■ **Work to do**
A) Can you return, verbatim, the part of the level term life insurance article starting with "If you are looking" and going on through "Life Insurance Work?"?
B) Could you write the next part of the level term life insurance article, picking up after its final line?

What Is Level Term Life Insurance?
Traditional, or level term life insurance, lasts for a set period, or term, during which you pay fixed monthly premiums. It's one of the most popular life insurance options, with terms typically ranging 10-30 years.
These could be years of
- Raising children
- Paying off debts like student loans or a mortgage
- Supplementing a salary in case you die unexpectedly
Level term premiums—death benefits—don't change due to aging or health changes. There are also no fees or taxable cash value to consider.
If you are looking for basic and affordable coverage for your family if you die prematurely, level term insurance is a good option. It's also the most common type of policy offered by life insurance companies, so you won't have trouble finding a company that offers it.
How Does Level Term Life Insurance Work?
Level term life insurance works just like most other life insurance policies. Here is the process:
- Choose a policy, term length, and death benefit.

■ **Available data**
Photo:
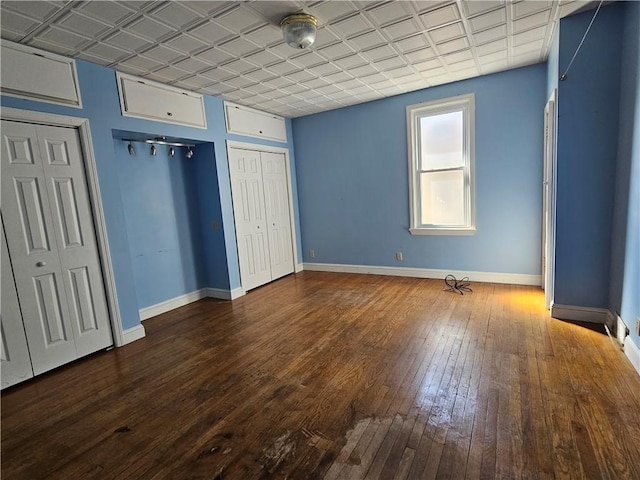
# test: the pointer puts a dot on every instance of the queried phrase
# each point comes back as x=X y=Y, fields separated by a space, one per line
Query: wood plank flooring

■ **Answers to the exercises**
A)
If you are looking for basic and affordable coverage for your family if you die prematurely, level term insurance is a good option. It's also the most common type of policy offered by life insurance companies, so you won't have trouble finding a company that offers it.
How Does Level Term Life Insurance Work?

B)
- Work with a life insurance agent or get a quote online to compare monthly premiums with different insurance companies.
- When you choose a company, apply for the policy.
- Once you are approved, you begin paying your monthly premium. You can also choose to pay premiums annually (some companies offer discounts for paying annually).
Most term policies are offered in intervals of five years, though some companies also offer year-to-year term insurance.
If you pass away during the term length, the death benefit is paid out to your beneficiary.
If you live to the end of the term length, the policy expires, and you can stop making premium payments.
Even when your level term insurance coverage ends, there are ways to continue the coverage. Keep reading to learn your options.
What Happens at the End of the Term?
Because the policy expires when the term ends, you have a few options.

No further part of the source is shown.